START Extract provided

Health and care services across Wakefield are joining forces to offer a new approach to delivering earlier diagnosis and reducing the prevalence of one of the region’s biggest killers.
Members of Wakefield’s Health and Wellbeing Board (January 25) agreed proposals put forward by Professor Sean Duffy – Clinical Lead for the West Yorkshire and Harrogate Cancer Alliance - for a wide-ranging programme of work to tackle lung cancer across the district, through four specific programmes of work:
- Support people to stop smoking, including those already receiving treatment in the NHS for smoking-related illnesses, by using every patient contact to offer help to quit
- Raise awareness of early signs and symptoms; so people seek information and advice earlier than is often the case, making more cancers curable
- Develop a pilot ‘lung health check’ scheme to invite for screening those identified in the community or through their GP as most at risk of cancer, using low dose CT scanning in community venues, such as supermarket or community centre car parks
- Improve the experience for those affected by lung cancer by ensuring care and treatment pathways are as speedy and efficient as possible
Wakefield and Bradford have been highlighted as two key areas for the initial phase of the Alliance-backed programme, as they offer the greatest potential for change in patient outcomes, due to current higher level of smoking and poor health outcomes related to this. The proposal accepted creates a local health and care partnership between the local council, providers of NHS services (hospitals, mental health, GPs and community services) and commissioning organisations to be established in order to drive the four-pronged programme across the two areas.

END Extract provided
START Dataset

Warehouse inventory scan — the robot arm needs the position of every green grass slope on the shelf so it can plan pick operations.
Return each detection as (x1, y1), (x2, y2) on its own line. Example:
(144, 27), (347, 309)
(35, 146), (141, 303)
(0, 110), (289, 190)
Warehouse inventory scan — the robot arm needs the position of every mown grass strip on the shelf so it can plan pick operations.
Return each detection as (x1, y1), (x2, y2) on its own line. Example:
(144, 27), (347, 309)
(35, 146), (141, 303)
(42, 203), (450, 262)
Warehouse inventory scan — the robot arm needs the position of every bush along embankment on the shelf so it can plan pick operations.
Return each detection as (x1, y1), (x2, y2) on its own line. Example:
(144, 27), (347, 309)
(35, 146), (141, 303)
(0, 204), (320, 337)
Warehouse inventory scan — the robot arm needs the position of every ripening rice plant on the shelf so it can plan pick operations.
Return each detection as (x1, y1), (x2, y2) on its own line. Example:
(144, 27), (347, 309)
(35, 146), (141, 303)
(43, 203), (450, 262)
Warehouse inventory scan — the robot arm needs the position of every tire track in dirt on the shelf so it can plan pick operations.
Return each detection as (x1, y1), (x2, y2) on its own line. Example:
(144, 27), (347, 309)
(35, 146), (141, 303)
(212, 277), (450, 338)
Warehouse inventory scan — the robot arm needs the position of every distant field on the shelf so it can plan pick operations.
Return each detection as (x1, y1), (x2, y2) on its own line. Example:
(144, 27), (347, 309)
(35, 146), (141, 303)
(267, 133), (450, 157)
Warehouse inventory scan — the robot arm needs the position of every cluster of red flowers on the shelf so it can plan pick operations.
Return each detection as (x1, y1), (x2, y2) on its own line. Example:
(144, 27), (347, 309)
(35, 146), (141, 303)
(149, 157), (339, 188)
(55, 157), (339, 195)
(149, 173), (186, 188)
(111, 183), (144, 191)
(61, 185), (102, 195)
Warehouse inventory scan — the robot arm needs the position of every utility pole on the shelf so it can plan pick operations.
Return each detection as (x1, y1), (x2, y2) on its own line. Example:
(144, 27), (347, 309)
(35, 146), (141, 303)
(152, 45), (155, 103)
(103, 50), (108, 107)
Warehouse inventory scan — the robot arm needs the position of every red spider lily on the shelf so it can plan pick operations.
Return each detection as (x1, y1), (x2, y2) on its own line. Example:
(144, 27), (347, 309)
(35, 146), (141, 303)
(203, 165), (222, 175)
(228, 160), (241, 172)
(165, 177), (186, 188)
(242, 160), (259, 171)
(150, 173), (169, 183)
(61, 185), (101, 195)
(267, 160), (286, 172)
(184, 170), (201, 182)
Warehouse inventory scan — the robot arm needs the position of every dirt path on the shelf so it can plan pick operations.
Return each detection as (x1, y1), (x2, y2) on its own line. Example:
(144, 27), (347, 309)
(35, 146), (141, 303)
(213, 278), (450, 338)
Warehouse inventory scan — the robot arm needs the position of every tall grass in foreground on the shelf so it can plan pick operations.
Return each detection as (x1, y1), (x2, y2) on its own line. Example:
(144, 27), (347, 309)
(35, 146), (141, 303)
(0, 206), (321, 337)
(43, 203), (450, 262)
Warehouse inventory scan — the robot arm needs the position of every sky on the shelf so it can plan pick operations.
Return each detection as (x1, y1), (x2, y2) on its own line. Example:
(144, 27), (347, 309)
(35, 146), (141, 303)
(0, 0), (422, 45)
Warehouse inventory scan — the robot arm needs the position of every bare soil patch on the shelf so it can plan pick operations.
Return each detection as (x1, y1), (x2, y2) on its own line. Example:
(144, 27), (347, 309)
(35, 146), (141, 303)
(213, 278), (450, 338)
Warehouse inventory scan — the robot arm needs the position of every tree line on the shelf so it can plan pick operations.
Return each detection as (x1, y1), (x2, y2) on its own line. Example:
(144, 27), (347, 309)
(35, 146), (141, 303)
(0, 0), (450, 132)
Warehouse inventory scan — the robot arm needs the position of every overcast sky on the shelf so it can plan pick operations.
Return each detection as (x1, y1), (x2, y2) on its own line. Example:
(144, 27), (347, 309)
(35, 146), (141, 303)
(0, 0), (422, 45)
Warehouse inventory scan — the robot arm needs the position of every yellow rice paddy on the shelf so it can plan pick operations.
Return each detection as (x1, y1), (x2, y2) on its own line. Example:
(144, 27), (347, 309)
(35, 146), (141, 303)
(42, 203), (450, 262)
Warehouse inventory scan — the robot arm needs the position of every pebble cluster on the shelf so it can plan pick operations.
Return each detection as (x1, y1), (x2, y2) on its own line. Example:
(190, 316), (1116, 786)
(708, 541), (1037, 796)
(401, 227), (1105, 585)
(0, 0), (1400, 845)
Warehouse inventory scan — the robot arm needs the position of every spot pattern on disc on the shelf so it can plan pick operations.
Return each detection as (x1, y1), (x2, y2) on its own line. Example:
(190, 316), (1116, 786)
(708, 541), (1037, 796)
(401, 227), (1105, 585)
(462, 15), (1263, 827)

END Dataset

## Required work
(1) Copy the passage from the Wakefield lung cancer text between "Health and care services" and "region’s biggest killers.", inclusive.
(2) Condense the paragraph of the Wakefield lung cancer text that begins "Wakefield and Bradford have been highlighted", keeping its main facts.

## Written responses
(1)
Health and care services across Wakefield are joining forces to offer a new approach to delivering earlier diagnosis and reducing the prevalence of one of the region’s biggest killers.

(2) Wakefield and Bradford are the two key areas for the first phase of the Alliance-backed programme. Their higher smoking levels and related poor health outcomes give them the greatest potential for change in patient outcomes. The accepted proposal sets up a local health and care partnership of the council, NHS service providers (hospitals, mental health, GPs and community services) and commissioning organisations to drive the four-pronged programme in both areas.